## WRITTEN REQUEST
State how many lines in the listing below contain the word "rocky". Reply with the number only.

** Begin **

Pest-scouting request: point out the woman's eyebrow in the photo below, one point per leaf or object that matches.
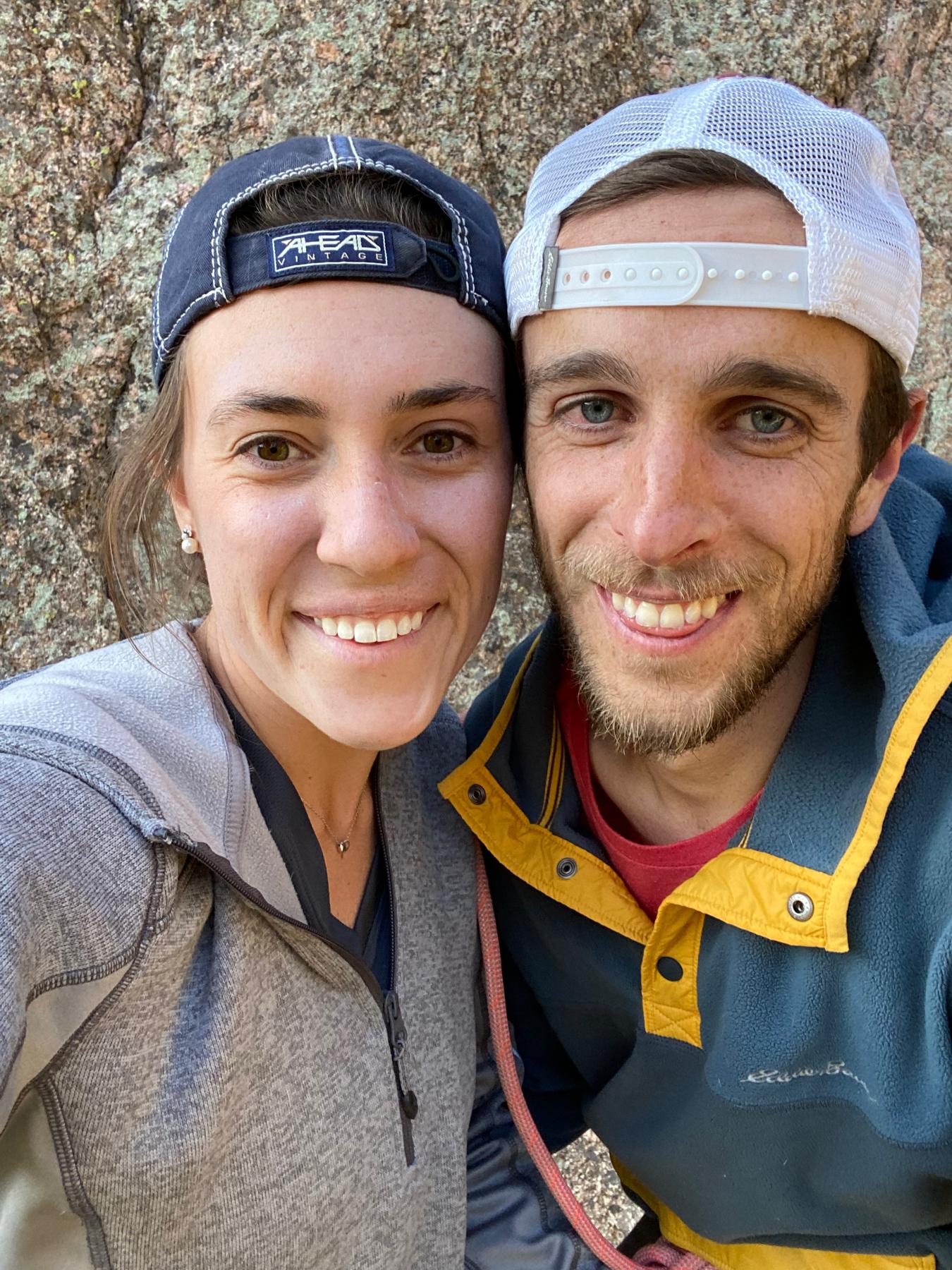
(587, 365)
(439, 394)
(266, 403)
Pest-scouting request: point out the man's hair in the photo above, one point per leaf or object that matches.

** End **
** Begin **

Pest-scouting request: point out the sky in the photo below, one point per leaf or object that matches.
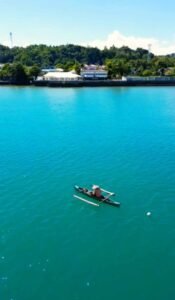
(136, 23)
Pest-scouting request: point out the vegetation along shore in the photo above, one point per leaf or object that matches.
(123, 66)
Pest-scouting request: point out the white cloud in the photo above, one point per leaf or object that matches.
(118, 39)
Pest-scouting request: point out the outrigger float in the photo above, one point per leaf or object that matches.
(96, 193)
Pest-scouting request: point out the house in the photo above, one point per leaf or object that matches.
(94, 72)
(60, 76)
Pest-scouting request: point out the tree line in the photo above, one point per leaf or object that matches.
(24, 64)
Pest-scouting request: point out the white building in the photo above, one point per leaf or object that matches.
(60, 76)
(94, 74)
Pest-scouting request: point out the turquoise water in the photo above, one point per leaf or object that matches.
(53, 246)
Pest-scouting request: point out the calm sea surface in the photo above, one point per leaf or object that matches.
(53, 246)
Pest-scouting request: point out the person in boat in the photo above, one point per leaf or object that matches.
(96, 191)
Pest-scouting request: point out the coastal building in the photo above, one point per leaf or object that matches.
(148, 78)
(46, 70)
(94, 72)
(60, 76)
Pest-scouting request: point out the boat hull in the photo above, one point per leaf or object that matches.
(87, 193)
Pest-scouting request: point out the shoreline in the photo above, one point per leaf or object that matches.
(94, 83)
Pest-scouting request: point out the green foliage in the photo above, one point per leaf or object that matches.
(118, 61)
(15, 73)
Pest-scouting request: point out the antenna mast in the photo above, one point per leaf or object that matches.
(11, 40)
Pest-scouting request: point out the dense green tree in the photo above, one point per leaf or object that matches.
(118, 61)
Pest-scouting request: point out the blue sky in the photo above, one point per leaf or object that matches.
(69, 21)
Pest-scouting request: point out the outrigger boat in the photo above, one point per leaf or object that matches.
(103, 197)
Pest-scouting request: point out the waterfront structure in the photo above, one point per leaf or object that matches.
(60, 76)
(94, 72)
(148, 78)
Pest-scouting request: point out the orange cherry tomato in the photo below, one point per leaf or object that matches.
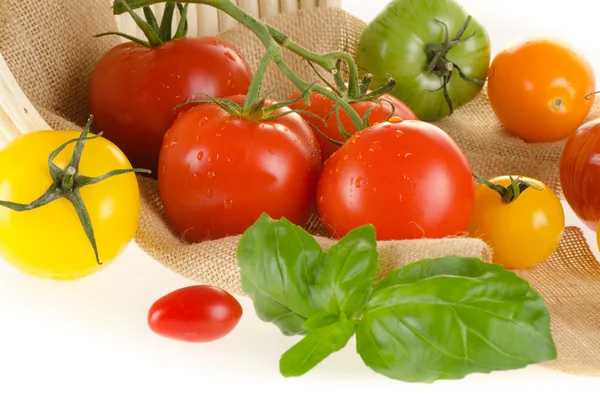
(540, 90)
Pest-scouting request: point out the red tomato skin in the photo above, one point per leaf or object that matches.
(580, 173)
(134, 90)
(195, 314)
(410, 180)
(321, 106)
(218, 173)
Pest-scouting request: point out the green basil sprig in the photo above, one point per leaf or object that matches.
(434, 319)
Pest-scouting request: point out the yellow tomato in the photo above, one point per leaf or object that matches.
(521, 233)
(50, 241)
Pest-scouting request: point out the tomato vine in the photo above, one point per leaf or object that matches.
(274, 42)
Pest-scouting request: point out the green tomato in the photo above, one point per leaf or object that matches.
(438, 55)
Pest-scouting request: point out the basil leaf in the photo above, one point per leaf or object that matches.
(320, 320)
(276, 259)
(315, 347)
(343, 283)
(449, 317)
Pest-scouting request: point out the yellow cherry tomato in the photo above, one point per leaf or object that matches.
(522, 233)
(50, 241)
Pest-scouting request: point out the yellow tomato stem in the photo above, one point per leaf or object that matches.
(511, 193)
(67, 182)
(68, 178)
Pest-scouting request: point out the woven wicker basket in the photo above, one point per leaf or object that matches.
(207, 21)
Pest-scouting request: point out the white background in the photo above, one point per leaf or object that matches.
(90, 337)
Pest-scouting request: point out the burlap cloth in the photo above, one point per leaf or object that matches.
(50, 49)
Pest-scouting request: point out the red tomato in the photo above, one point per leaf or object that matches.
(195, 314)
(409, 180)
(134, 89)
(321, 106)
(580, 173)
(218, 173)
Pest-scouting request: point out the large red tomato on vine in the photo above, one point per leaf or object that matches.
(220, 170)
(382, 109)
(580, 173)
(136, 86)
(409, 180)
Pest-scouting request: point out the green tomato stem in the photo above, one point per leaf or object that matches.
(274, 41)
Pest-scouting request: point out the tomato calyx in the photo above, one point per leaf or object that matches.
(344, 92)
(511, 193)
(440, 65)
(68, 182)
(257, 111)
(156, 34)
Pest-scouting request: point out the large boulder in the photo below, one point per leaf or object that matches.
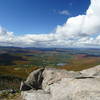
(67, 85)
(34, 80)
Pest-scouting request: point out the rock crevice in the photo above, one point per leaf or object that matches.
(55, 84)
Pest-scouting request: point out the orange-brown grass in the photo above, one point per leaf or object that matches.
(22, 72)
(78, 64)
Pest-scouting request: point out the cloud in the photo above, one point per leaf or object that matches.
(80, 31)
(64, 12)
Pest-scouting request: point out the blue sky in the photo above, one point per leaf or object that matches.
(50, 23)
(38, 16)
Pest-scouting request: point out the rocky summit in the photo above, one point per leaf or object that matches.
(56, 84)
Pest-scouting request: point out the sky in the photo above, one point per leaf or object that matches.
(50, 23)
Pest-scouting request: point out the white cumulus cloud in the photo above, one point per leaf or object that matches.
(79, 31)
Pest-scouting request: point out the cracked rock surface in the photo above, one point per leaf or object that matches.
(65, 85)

** End **
** Begin **

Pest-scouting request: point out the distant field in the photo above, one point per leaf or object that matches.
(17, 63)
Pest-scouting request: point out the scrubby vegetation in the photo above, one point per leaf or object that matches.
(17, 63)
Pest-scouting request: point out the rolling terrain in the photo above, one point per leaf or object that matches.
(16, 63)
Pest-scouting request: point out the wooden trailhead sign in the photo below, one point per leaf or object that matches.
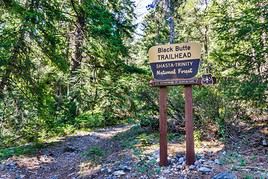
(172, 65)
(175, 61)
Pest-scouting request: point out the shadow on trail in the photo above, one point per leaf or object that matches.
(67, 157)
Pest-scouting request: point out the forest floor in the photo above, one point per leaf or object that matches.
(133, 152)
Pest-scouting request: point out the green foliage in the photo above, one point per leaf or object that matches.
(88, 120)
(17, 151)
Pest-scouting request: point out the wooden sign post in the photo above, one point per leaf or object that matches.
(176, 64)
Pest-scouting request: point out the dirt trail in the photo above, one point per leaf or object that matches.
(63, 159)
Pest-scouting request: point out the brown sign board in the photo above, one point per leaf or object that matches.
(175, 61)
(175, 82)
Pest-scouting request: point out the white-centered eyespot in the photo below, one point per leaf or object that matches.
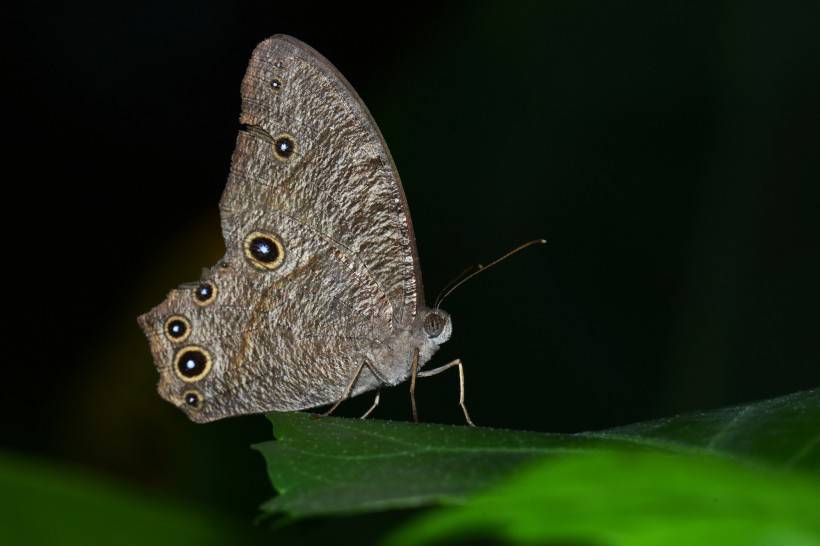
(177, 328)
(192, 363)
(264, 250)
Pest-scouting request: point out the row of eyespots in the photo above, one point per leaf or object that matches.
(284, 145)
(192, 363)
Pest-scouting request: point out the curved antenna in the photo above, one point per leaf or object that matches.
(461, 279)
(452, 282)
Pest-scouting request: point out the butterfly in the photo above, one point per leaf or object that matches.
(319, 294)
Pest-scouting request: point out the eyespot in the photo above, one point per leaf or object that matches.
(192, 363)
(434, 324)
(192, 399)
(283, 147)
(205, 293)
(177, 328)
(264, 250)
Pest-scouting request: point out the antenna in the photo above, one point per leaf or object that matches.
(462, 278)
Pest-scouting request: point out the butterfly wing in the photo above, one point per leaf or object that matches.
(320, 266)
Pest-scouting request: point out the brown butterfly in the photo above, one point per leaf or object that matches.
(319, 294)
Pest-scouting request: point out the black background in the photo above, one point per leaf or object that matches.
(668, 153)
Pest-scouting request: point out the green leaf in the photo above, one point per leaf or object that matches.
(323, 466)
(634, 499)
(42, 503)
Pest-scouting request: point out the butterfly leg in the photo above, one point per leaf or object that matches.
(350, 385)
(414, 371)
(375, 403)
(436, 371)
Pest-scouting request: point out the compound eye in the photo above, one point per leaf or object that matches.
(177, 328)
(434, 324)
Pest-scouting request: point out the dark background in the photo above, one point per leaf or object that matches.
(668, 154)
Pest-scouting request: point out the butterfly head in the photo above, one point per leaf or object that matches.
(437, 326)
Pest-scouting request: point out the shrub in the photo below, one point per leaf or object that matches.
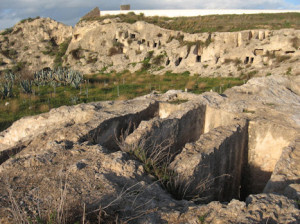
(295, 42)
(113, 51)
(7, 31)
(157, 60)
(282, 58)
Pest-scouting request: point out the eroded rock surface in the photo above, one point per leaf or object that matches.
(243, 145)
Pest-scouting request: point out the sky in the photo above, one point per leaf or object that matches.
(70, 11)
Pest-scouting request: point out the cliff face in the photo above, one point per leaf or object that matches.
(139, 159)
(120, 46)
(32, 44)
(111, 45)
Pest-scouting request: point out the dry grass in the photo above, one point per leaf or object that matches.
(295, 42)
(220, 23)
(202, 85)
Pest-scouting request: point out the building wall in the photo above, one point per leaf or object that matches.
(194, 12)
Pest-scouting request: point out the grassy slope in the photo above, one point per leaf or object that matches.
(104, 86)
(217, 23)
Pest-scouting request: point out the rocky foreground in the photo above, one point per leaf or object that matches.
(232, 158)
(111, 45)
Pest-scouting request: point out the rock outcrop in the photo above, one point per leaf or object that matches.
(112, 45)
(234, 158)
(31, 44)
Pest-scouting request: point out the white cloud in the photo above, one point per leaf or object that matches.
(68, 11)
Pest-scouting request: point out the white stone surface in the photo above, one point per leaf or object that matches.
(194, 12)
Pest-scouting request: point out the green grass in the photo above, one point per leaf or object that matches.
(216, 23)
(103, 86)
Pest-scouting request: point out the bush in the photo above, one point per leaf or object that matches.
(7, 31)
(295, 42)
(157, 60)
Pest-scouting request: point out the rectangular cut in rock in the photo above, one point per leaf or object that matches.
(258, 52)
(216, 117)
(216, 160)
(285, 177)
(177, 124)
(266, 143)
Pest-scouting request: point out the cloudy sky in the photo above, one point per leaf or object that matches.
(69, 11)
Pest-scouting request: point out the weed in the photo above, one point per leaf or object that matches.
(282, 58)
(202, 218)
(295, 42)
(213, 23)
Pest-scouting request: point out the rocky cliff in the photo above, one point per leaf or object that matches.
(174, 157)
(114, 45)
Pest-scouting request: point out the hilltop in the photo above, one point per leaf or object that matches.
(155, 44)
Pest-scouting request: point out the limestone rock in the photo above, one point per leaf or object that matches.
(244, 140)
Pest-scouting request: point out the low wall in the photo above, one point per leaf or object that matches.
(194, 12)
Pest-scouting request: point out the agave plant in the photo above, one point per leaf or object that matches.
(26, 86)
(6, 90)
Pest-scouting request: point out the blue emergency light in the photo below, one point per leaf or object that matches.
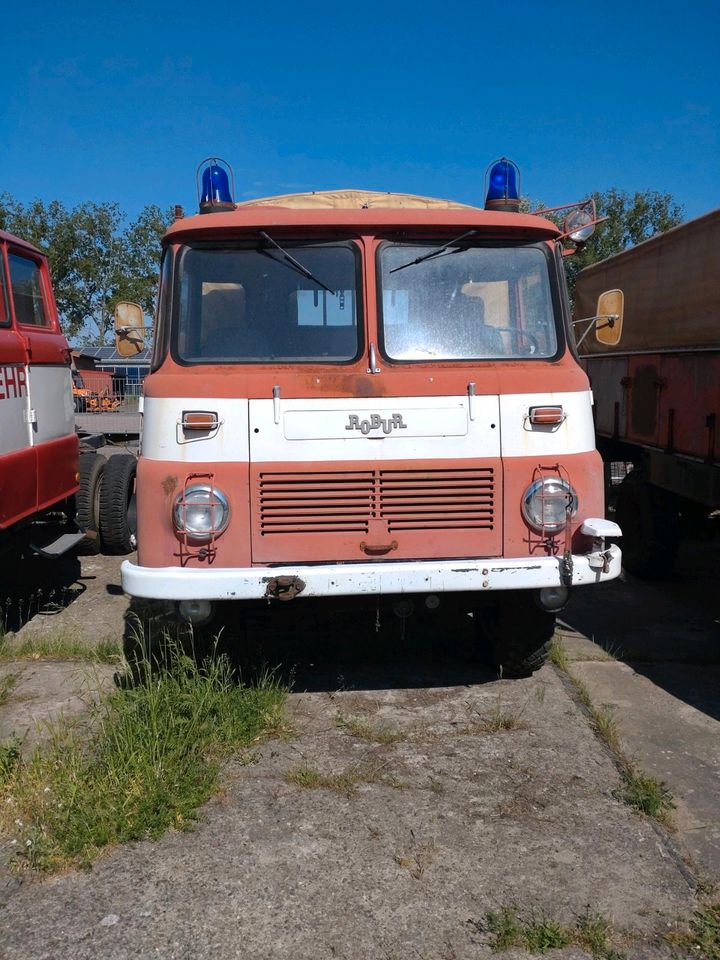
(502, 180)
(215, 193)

** End **

## RESULT OF THE TASK
3